[Data entries]
■ ■ ■

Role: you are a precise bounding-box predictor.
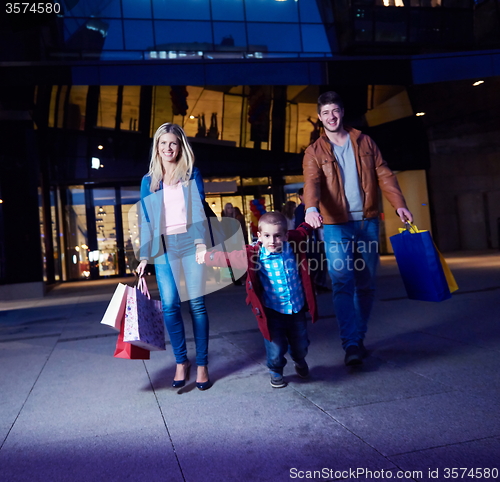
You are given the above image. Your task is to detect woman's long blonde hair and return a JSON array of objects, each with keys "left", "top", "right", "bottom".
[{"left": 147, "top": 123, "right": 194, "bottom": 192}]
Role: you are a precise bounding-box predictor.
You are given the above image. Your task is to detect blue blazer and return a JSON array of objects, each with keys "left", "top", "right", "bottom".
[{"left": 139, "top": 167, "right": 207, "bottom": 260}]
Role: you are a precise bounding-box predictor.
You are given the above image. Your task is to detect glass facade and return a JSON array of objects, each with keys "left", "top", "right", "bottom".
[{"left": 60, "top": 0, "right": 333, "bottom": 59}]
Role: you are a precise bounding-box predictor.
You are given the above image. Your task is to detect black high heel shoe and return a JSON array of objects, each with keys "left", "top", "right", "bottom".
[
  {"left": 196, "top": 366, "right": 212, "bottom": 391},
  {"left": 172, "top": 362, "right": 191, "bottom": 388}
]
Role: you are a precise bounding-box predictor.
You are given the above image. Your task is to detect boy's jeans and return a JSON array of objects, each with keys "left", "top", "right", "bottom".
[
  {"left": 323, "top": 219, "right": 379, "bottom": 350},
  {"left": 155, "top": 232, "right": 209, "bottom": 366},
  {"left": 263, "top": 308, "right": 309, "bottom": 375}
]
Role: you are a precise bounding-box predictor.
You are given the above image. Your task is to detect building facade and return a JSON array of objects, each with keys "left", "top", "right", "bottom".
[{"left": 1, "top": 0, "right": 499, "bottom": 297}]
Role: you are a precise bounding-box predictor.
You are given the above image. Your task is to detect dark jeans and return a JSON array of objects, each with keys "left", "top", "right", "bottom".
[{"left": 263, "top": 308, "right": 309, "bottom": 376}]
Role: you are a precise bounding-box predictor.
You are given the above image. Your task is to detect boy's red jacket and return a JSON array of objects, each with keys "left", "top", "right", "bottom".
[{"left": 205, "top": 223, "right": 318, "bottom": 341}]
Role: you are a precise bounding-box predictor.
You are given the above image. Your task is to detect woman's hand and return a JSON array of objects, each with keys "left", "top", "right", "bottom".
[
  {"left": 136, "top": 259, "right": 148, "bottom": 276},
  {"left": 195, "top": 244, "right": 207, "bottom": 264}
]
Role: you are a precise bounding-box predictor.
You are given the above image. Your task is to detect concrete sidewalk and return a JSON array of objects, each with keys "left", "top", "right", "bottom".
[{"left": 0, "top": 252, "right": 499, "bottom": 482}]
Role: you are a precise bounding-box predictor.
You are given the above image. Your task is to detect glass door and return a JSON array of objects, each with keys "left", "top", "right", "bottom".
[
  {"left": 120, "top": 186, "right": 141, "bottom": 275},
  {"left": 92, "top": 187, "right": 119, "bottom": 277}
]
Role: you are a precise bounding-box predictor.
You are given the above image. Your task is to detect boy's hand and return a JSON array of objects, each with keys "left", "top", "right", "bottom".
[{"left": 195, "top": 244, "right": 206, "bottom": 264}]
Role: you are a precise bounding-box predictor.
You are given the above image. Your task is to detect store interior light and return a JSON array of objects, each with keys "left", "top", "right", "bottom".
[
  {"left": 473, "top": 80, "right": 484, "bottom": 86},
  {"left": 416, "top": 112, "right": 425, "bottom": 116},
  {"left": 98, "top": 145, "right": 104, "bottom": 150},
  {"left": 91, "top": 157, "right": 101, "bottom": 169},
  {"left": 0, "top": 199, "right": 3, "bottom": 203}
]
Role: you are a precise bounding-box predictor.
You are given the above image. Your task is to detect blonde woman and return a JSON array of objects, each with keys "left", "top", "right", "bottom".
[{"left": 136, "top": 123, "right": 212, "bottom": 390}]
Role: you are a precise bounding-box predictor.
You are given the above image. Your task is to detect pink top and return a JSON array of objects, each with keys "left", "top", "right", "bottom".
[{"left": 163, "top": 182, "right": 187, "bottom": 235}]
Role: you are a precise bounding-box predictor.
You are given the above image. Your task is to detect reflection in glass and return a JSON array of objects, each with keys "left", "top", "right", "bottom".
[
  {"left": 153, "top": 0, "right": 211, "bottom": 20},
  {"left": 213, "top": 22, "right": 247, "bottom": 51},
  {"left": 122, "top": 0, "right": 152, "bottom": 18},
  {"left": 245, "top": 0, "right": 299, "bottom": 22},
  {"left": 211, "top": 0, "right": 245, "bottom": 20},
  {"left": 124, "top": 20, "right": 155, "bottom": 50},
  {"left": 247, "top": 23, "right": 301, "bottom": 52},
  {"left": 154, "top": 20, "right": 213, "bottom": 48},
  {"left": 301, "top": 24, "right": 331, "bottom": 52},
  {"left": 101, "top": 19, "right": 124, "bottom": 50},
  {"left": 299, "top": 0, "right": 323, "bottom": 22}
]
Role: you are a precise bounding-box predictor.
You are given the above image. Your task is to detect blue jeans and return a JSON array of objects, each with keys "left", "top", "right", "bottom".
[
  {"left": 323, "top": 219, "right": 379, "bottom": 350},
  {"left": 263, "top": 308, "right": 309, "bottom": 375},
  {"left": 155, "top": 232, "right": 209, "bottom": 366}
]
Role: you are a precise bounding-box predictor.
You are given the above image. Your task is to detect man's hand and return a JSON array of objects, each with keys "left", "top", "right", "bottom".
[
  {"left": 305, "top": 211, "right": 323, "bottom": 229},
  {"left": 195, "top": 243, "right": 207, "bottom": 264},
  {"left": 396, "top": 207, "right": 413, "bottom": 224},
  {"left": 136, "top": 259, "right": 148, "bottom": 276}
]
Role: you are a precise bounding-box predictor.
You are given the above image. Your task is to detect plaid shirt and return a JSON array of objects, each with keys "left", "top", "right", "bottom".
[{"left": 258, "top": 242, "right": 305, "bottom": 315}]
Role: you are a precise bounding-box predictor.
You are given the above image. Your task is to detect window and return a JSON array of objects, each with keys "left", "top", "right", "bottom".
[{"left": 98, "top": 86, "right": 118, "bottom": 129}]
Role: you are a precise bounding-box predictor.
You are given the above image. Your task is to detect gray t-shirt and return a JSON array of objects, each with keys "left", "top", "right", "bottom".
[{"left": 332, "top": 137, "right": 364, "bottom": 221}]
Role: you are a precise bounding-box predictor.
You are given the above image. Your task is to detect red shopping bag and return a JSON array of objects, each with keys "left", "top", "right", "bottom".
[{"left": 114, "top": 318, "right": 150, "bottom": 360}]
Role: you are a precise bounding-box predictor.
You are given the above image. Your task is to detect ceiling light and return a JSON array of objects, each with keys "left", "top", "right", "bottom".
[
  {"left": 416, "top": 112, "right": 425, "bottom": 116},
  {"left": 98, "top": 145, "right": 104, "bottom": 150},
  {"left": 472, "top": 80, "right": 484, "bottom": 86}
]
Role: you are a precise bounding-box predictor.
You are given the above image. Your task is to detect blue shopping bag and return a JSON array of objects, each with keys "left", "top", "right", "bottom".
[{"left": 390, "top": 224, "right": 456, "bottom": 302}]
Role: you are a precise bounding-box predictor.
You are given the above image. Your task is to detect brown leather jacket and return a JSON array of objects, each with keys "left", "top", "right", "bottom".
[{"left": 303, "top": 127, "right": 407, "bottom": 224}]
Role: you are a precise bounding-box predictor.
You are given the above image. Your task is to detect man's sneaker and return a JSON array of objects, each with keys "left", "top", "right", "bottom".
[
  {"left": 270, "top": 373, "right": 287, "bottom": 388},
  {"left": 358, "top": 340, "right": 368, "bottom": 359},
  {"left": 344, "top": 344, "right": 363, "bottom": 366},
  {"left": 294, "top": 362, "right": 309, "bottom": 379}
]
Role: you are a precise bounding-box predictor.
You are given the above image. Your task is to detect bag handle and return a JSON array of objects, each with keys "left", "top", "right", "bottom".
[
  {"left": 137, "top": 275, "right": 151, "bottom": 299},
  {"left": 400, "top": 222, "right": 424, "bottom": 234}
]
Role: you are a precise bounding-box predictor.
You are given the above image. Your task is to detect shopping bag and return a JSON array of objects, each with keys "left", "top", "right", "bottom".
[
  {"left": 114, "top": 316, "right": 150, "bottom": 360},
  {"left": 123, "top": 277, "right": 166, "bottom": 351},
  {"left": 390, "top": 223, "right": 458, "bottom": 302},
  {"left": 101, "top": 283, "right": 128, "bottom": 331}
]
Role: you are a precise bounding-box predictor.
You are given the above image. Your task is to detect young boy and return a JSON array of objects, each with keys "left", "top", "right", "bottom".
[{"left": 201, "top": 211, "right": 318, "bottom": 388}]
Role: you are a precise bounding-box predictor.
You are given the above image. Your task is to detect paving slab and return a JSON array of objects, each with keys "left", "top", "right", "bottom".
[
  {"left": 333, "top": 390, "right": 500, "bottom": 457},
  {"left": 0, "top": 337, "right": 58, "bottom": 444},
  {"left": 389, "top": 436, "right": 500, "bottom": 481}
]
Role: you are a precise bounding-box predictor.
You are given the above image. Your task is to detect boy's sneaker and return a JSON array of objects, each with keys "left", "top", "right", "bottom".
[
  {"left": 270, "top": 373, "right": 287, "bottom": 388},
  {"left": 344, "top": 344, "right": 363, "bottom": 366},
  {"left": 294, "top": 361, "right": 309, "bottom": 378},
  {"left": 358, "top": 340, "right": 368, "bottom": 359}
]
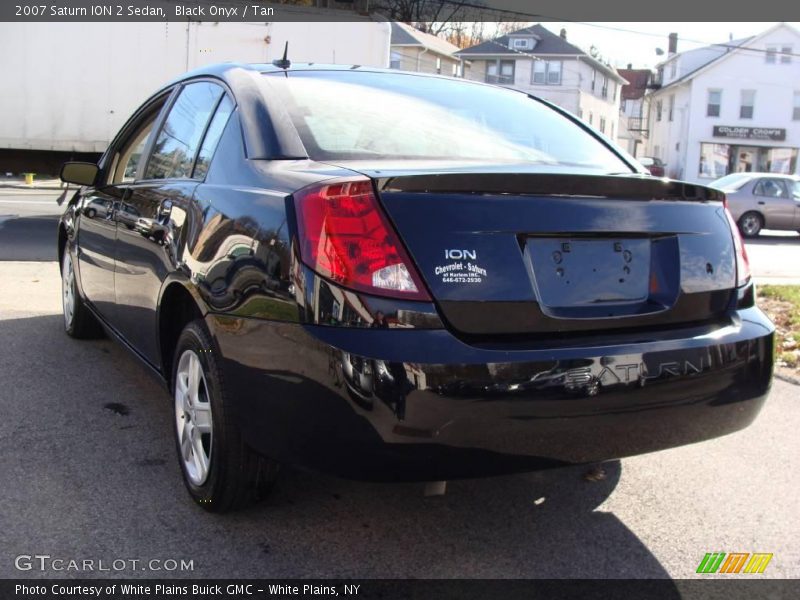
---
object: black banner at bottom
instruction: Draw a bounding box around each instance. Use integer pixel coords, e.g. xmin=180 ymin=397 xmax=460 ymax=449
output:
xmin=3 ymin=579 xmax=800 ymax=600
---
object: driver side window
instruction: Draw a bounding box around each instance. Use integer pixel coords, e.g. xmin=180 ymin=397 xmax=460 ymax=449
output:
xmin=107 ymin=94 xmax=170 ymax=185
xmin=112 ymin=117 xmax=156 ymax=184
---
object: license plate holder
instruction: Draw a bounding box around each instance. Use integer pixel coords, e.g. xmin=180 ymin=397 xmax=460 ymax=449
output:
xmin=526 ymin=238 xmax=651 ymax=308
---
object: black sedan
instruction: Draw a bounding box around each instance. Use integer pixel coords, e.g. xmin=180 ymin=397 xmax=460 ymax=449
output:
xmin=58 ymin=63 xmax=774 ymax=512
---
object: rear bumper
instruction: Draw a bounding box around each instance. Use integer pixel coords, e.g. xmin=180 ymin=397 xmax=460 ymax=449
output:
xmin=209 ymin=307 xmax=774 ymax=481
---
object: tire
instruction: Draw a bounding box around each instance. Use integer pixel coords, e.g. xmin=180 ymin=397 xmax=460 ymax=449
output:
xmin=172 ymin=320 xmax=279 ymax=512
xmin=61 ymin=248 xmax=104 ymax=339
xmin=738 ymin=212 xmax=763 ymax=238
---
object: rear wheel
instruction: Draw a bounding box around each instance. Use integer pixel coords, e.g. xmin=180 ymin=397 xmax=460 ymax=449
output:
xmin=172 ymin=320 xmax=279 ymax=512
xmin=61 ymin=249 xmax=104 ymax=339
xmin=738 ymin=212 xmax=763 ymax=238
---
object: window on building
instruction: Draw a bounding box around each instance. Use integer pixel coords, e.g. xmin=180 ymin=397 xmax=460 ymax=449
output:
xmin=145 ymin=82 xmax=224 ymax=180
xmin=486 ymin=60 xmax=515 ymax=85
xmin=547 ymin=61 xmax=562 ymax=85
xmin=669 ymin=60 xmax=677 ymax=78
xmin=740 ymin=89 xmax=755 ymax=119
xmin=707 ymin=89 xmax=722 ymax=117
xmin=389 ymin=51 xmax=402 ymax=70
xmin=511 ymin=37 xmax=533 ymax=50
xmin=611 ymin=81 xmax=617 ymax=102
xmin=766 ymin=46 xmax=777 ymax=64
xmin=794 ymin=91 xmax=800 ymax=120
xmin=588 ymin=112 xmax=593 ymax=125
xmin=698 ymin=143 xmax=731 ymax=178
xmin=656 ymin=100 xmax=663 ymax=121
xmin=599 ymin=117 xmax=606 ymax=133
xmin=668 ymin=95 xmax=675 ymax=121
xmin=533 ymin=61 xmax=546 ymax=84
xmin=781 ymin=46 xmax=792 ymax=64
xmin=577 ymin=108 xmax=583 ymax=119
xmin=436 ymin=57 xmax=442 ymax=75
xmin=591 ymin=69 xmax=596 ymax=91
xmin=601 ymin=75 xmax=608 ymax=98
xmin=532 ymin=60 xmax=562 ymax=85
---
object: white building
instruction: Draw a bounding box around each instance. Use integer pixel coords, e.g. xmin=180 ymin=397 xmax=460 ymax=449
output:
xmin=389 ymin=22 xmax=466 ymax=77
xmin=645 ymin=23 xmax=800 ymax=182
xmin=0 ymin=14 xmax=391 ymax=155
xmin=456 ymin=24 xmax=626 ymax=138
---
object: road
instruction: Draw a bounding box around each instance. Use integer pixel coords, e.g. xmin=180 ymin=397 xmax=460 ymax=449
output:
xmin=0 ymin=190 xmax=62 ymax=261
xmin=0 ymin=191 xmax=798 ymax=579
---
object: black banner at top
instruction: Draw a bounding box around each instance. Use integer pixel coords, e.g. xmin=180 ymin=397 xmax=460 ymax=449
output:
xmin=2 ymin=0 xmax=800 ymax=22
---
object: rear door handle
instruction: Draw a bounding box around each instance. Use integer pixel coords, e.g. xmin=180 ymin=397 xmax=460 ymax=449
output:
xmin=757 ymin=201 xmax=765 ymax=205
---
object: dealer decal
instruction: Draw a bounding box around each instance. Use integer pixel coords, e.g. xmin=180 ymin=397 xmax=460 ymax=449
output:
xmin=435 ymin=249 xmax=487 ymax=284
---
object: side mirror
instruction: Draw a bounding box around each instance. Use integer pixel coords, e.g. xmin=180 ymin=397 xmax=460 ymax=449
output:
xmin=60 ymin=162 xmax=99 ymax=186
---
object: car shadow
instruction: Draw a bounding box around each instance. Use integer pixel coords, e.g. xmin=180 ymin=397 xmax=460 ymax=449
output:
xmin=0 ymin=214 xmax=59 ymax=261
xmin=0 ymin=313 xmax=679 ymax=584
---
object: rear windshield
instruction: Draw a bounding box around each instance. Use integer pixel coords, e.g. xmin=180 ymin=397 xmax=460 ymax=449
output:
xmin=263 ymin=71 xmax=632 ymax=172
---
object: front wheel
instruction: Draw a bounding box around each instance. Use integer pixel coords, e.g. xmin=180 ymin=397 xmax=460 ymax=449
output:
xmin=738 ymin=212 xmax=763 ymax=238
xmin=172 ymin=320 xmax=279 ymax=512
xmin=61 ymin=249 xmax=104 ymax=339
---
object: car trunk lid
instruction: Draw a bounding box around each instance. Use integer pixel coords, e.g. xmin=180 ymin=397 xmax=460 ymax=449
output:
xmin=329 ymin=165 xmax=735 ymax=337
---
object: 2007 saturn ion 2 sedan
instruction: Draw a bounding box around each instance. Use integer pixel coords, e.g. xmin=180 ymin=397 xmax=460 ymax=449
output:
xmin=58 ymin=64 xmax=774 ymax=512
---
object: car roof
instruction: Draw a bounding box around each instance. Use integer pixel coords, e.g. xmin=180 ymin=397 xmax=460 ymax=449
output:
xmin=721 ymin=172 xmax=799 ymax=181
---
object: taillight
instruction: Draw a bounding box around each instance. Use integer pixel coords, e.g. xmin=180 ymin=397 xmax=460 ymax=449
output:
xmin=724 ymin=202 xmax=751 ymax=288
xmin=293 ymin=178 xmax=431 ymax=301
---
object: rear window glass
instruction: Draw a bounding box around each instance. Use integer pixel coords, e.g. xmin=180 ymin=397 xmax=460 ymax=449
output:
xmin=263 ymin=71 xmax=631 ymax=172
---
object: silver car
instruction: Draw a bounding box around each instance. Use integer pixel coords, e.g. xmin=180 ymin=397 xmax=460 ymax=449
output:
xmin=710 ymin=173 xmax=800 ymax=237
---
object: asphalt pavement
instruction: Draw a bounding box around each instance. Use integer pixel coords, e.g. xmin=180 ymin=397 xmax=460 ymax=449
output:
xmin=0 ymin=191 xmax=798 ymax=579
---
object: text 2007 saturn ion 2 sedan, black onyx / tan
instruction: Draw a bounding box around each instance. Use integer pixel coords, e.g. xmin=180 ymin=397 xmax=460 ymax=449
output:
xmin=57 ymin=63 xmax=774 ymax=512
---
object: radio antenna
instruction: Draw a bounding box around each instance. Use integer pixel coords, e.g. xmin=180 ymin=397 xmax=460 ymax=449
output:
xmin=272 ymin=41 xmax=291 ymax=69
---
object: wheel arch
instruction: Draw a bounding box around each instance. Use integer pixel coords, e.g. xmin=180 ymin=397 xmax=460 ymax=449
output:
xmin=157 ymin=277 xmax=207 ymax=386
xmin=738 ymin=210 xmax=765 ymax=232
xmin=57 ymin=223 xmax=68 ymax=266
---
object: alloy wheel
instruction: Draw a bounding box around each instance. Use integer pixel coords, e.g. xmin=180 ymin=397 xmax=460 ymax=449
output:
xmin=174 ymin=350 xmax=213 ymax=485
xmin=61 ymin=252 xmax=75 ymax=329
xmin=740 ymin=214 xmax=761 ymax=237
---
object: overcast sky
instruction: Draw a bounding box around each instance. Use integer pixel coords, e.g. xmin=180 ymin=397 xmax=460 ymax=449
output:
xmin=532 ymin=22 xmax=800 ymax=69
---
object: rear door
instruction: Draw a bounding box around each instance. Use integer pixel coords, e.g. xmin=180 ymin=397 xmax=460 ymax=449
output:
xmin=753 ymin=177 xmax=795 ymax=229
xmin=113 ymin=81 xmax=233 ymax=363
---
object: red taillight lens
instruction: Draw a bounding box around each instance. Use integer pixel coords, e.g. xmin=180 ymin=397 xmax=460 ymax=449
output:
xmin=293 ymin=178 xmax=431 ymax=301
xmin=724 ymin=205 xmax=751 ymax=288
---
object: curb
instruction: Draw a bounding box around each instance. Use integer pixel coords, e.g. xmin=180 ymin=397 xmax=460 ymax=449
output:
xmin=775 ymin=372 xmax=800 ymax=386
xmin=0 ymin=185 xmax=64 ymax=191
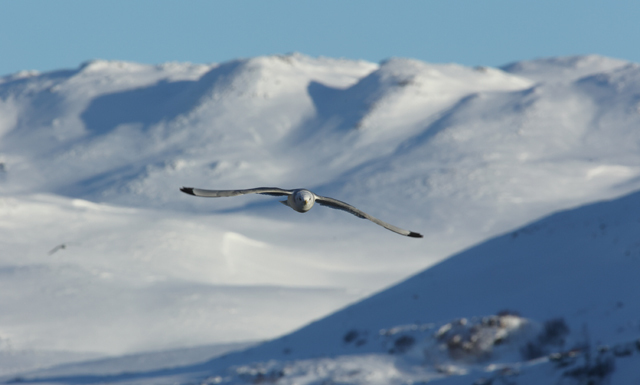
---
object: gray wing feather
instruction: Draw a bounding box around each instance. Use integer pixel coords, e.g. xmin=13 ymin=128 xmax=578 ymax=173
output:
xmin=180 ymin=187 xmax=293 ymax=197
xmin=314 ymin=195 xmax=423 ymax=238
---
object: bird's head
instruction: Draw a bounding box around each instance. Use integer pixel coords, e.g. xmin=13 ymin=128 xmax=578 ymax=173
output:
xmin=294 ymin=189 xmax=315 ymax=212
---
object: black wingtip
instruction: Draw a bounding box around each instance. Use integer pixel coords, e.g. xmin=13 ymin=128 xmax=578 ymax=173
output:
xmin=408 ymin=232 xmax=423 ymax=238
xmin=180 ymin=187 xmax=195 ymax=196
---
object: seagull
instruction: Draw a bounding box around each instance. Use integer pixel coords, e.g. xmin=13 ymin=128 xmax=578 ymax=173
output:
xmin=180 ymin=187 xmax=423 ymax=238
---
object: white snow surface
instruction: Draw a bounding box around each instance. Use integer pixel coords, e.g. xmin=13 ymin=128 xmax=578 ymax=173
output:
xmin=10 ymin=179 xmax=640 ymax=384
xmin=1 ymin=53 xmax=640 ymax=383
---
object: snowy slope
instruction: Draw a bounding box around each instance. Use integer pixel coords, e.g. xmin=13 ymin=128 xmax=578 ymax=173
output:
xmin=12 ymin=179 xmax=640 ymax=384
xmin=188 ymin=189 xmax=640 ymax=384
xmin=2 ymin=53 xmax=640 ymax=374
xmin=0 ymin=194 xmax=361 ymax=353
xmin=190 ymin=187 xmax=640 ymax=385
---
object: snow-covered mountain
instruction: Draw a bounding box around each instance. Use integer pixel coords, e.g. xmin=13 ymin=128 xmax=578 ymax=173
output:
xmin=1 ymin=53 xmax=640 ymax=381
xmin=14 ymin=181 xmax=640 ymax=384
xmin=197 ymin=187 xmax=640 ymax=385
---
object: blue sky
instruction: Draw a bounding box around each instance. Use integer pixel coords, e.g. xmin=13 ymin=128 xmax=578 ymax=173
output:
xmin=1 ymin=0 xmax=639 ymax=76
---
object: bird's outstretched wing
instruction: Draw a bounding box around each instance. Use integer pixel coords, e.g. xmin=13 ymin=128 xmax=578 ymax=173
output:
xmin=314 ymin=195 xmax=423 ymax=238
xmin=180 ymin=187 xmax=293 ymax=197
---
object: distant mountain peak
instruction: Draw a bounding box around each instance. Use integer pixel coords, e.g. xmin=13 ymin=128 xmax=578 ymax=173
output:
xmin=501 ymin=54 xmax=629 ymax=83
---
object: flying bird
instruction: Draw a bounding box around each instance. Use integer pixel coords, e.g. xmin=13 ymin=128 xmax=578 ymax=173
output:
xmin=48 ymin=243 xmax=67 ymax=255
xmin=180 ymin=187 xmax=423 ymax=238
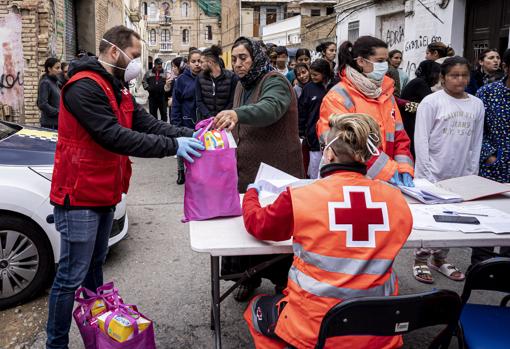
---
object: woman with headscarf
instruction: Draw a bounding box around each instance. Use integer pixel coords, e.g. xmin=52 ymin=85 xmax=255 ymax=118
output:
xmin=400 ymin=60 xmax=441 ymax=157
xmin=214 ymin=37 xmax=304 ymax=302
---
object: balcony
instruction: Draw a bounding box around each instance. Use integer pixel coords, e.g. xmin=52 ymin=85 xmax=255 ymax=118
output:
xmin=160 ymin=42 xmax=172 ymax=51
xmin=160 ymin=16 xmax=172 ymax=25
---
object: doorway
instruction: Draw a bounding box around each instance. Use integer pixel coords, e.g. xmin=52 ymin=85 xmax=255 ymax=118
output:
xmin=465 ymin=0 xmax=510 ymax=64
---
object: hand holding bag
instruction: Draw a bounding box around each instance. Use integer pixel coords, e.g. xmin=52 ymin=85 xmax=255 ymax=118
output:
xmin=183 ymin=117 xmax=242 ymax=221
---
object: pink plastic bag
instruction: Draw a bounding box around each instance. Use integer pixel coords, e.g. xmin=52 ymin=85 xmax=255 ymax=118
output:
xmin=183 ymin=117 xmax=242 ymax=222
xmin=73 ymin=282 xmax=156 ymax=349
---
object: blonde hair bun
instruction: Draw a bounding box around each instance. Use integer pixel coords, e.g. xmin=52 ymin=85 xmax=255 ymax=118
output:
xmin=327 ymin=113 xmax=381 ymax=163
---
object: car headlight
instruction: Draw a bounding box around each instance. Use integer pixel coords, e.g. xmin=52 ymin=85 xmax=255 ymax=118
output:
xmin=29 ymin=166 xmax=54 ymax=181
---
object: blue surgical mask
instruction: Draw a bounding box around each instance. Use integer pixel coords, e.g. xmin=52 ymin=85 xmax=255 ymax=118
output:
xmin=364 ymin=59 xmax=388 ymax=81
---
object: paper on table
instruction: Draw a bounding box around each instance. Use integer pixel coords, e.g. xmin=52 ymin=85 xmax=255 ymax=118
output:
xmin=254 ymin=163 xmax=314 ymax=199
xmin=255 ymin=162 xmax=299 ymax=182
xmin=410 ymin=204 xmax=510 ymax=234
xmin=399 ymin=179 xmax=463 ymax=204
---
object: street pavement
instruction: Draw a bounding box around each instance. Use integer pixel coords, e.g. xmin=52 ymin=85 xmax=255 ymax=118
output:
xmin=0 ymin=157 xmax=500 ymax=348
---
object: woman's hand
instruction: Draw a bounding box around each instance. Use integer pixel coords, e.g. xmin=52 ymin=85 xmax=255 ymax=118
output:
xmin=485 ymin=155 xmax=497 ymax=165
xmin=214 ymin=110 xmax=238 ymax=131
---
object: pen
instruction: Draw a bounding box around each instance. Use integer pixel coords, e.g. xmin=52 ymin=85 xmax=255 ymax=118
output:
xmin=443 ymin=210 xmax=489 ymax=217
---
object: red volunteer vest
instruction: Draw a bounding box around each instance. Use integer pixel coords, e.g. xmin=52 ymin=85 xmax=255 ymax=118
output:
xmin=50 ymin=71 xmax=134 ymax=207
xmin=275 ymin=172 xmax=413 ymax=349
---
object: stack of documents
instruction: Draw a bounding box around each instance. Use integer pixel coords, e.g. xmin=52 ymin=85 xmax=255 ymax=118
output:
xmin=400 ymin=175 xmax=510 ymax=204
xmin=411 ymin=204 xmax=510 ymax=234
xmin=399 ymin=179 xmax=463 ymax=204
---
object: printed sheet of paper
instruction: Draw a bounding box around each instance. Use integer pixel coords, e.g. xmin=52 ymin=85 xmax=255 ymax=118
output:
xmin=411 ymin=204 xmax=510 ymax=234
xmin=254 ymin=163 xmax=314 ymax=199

■ ■ ■

• _Aim of the exercise_: Which lines in the data above contain "wheel"? Show each one.

• _Response area_:
object: rear wheel
object: front wheel
object: wheel arch
object: alloy wheel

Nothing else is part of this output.